▸ INSTRUCTION:
Copy out every line of the entries below, multiplying each pixel box coordinate by 2.6 and rounding to the nearest whole number, with halves rounded up. Leave the pictures out.

╭─ PROVIDED RECORDS

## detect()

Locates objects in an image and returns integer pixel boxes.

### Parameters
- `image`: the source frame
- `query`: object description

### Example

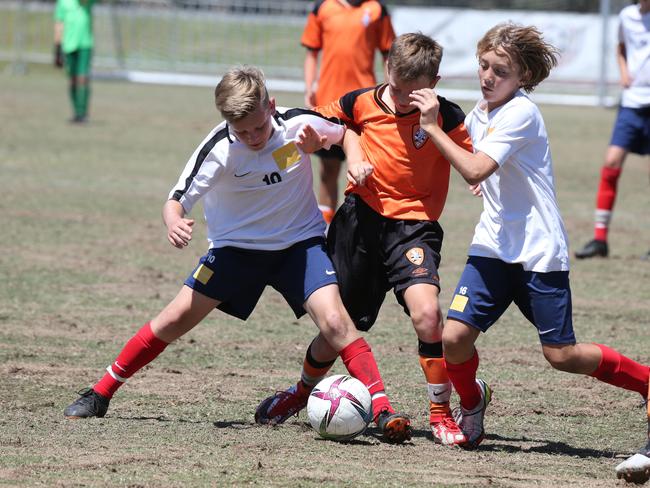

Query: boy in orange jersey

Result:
[256,34,472,445]
[300,0,395,224]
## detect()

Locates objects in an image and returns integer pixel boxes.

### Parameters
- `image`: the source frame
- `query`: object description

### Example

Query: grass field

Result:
[0,69,650,488]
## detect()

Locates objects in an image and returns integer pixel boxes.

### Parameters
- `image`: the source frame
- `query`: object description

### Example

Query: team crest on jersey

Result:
[361,9,371,27]
[413,124,429,149]
[406,247,424,266]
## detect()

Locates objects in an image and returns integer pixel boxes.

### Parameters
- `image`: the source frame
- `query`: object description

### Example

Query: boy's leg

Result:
[305,284,411,443]
[616,381,650,484]
[255,334,339,425]
[404,283,466,444]
[575,107,632,259]
[542,344,650,398]
[442,318,481,410]
[64,286,219,418]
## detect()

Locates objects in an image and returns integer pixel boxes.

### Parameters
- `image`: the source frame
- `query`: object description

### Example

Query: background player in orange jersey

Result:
[258,34,471,444]
[300,0,395,224]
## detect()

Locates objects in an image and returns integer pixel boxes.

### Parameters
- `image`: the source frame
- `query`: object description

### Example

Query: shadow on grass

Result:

╰─

▸ CORRECT ANSWER:
## detect()

Locates objects in an image and returns integer pixel boxes.

### Parameters
- `image`: the source frame
- `query`: object description

### Example


Query: boy in orange jersey

Result:
[666,88,1227,1157]
[780,0,1027,582]
## detect()

Locates objects in an image and returns integer pixel boxes.

### Parameters
- `image`: the source frame
- `query`: object description

### Example

Query: grass field

Result:
[0,179,1690,1269]
## detect()

Locates objects in an image and returns integer pixel boxes.

### Parameters
- `image`: the source frame
- `query`: object description

### Example

Query: team crest on jersey

Result:
[939,23,965,70]
[1074,322,1115,387]
[1056,642,1102,692]
## detect()

Locates objects in an image and returns integer pixel boxes.

### Parameters
- `image`: the source frame
- `query`: object description

### Example

Query: boy's leg

Result:
[793,738,1069,1152]
[1602,991,1690,1258]
[663,868,881,1105]
[1050,736,1212,1154]
[1495,278,1643,673]
[1409,894,1690,1035]
[1149,827,1251,1066]
[166,744,569,1087]
## detect()

Locates objects in an image and returns integer pixel boxes.

### Parameters
- `image`: the source frame
- `query`: object description

### Example

Query: background player in orange jersey

Result:
[671,88,1225,1154]
[780,0,1027,582]
## detect()

Locates objects in an image and returns integer pixel boxes.

### Parameters
- `image`: the source frame
- `query`: object description

### Example

Query: shadow on grass

Result:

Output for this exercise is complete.